[Start of Attachment]

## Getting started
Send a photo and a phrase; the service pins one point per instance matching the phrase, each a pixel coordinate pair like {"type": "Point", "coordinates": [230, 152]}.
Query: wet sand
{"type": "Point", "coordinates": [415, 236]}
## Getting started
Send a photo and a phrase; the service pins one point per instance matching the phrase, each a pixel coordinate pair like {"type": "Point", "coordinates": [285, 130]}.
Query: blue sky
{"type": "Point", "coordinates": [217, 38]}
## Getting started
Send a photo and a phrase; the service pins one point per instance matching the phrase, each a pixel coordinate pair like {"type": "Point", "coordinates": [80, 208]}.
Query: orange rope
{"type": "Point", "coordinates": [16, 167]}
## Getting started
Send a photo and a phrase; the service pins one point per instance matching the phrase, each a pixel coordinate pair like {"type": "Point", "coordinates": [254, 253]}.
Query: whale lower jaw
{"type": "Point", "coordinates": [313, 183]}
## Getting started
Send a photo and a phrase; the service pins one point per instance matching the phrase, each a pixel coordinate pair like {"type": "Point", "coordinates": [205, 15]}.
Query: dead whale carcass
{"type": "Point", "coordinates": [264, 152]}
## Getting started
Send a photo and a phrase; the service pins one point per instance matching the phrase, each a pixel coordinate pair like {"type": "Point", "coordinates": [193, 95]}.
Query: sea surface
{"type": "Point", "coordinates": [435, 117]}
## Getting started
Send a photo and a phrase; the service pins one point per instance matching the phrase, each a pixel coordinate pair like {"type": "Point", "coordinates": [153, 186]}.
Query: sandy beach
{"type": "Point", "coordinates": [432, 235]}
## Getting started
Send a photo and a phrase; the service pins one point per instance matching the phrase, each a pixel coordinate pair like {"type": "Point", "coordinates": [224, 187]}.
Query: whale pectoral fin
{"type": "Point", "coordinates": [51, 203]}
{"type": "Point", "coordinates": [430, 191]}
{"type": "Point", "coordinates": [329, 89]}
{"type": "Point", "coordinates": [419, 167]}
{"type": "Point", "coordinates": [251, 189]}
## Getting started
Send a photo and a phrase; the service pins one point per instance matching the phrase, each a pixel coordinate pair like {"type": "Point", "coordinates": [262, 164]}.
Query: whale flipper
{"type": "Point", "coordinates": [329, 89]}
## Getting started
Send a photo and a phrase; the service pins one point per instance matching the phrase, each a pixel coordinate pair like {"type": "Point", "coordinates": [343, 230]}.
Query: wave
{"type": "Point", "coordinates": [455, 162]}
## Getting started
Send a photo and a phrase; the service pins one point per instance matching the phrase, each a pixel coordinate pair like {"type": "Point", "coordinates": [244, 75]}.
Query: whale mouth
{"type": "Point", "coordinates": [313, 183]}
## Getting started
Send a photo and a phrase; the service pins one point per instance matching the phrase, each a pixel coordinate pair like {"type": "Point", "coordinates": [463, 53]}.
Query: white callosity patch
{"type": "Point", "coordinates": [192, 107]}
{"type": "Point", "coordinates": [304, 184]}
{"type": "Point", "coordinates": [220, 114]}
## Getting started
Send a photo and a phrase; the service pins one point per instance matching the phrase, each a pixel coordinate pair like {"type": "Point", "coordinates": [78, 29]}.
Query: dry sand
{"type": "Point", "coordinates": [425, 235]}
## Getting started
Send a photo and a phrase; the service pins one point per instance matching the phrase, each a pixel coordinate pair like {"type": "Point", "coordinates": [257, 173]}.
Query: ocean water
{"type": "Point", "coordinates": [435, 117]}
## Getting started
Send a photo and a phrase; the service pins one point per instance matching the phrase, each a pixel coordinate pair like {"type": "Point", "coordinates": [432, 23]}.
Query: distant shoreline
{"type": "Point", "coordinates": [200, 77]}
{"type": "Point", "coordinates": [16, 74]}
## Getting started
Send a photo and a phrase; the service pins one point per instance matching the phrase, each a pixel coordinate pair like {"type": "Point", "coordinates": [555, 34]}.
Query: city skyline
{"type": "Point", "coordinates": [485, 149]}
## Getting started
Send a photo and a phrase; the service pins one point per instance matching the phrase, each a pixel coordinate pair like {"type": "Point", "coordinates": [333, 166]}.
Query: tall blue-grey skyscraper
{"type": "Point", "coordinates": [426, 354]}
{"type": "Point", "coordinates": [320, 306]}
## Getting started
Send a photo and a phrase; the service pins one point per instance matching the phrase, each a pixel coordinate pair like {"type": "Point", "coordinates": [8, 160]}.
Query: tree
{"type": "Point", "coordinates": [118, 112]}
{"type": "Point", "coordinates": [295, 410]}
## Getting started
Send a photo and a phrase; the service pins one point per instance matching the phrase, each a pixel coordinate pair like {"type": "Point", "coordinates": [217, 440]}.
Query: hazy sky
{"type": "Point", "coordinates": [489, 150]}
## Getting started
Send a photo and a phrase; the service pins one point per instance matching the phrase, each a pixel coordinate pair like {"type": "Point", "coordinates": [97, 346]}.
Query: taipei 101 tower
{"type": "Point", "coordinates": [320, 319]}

[End of Attachment]

Work instructions —
Nothing but the full listing, copied exactly, belongs in the answer.

Reply —
## Getting started
Send a photo and a phrase; the service pins one point per instance matching the phrase, each a pixel coordinate pair like {"type": "Point", "coordinates": [230, 152]}.
Query: wet sand
{"type": "Point", "coordinates": [415, 236]}
## Getting started
Send a photo and a phrase; the service pins one point per instance matching the phrase, each a pixel coordinate pair like {"type": "Point", "coordinates": [285, 130]}.
Query: blue sky
{"type": "Point", "coordinates": [217, 38]}
## Getting started
Send a photo and a phrase; the service pins one point per instance matching the phrase, each a pixel coordinate pair like {"type": "Point", "coordinates": [80, 208]}.
Query: orange rope
{"type": "Point", "coordinates": [16, 167]}
## Getting started
Send a photo and a phrase; the service pins one point per instance matching the phrase, each a pixel coordinate pair like {"type": "Point", "coordinates": [254, 253]}.
Query: whale lower jaw
{"type": "Point", "coordinates": [313, 183]}
## Getting started
Send a photo and a phrase; the service pins one point per instance matching the phrase, each a pixel coordinate pair like {"type": "Point", "coordinates": [205, 15]}.
Query: dead whale carcass
{"type": "Point", "coordinates": [264, 152]}
## Getting started
Send a photo and a phrase; the service pins one point per instance matching the phrase, each a pixel coordinate pair like {"type": "Point", "coordinates": [193, 95]}.
Query: sea surface
{"type": "Point", "coordinates": [435, 117]}
## Getting started
Send a photo and a phrase; the service pins one point per instance matching the phrase, each a pixel coordinate pair like {"type": "Point", "coordinates": [153, 186]}.
Query: sandy beach
{"type": "Point", "coordinates": [432, 235]}
## Getting started
Send a photo and a phrase; the service pins one point per instance matching the phrase, each a pixel coordinate pair like {"type": "Point", "coordinates": [224, 187]}.
Query: whale pectoral fin
{"type": "Point", "coordinates": [51, 203]}
{"type": "Point", "coordinates": [430, 191]}
{"type": "Point", "coordinates": [329, 89]}
{"type": "Point", "coordinates": [419, 167]}
{"type": "Point", "coordinates": [251, 189]}
## Getting started
Send a photo and a phrase; the service pins one point per instance matching the phrase, each a pixel coordinate pair like {"type": "Point", "coordinates": [262, 164]}.
Query: whale flipper
{"type": "Point", "coordinates": [329, 89]}
## Getting started
Send a photo and a phrase; the service pins one point per instance matching the phrase, each a pixel coordinate pair like {"type": "Point", "coordinates": [343, 230]}.
Query: wave
{"type": "Point", "coordinates": [455, 162]}
## Getting started
Send a photo and a phrase; the service pins one point per instance matching the phrase, each a pixel coordinate pair like {"type": "Point", "coordinates": [244, 75]}.
Query: whale mouth
{"type": "Point", "coordinates": [313, 183]}
## Getting started
Send a photo and a phrase; the service pins one point per instance matching the phrase, each a pixel coordinate pair like {"type": "Point", "coordinates": [463, 53]}.
Query: white callosity patch
{"type": "Point", "coordinates": [192, 107]}
{"type": "Point", "coordinates": [304, 184]}
{"type": "Point", "coordinates": [220, 114]}
## Getting started
Send a photo and a phrase; the service pins one point per instance matching the phrase, each a pixel coordinate pair like {"type": "Point", "coordinates": [78, 29]}.
Query: dry sand
{"type": "Point", "coordinates": [425, 235]}
## Getting started
Send a photo and a phrase; the service pins one point per instance matching the phrase, each a pixel coordinate pair like {"type": "Point", "coordinates": [257, 173]}.
Query: ocean water
{"type": "Point", "coordinates": [435, 117]}
## Getting started
Send a photo and a phrase; the service pins one point per instance matching the phrase, each a pixel coordinate pair like {"type": "Point", "coordinates": [432, 23]}.
Query: distant shoreline
{"type": "Point", "coordinates": [200, 77]}
{"type": "Point", "coordinates": [16, 74]}
## Getting started
Send a photo and a phrase; the service pins one point per instance matching the phrase, each a pixel coordinate pair like {"type": "Point", "coordinates": [555, 34]}.
Query: city skyline
{"type": "Point", "coordinates": [485, 149]}
## Getting started
Send a photo and a phrase; the service pins one point per instance matching the phrase, each a pixel coordinate pair like {"type": "Point", "coordinates": [333, 166]}.
Query: tall blue-grey skyscraper
{"type": "Point", "coordinates": [426, 354]}
{"type": "Point", "coordinates": [320, 306]}
## Getting started
Send a photo and a phrase; the service pins one point per instance matching the phrase, each a pixel coordinate pair like {"type": "Point", "coordinates": [8, 160]}.
Query: tree
{"type": "Point", "coordinates": [118, 112]}
{"type": "Point", "coordinates": [295, 410]}
## Getting started
Send a photo and a phrase; the service pins one point per instance matching the phrase, each a pixel coordinate pair like {"type": "Point", "coordinates": [217, 440]}.
Query: hazy sky
{"type": "Point", "coordinates": [489, 150]}
## Getting started
Send a photo and a phrase; the service pins one point per instance matching the phrase, each a pixel coordinate pair like {"type": "Point", "coordinates": [97, 346]}.
Query: taipei 101 tower
{"type": "Point", "coordinates": [320, 319]}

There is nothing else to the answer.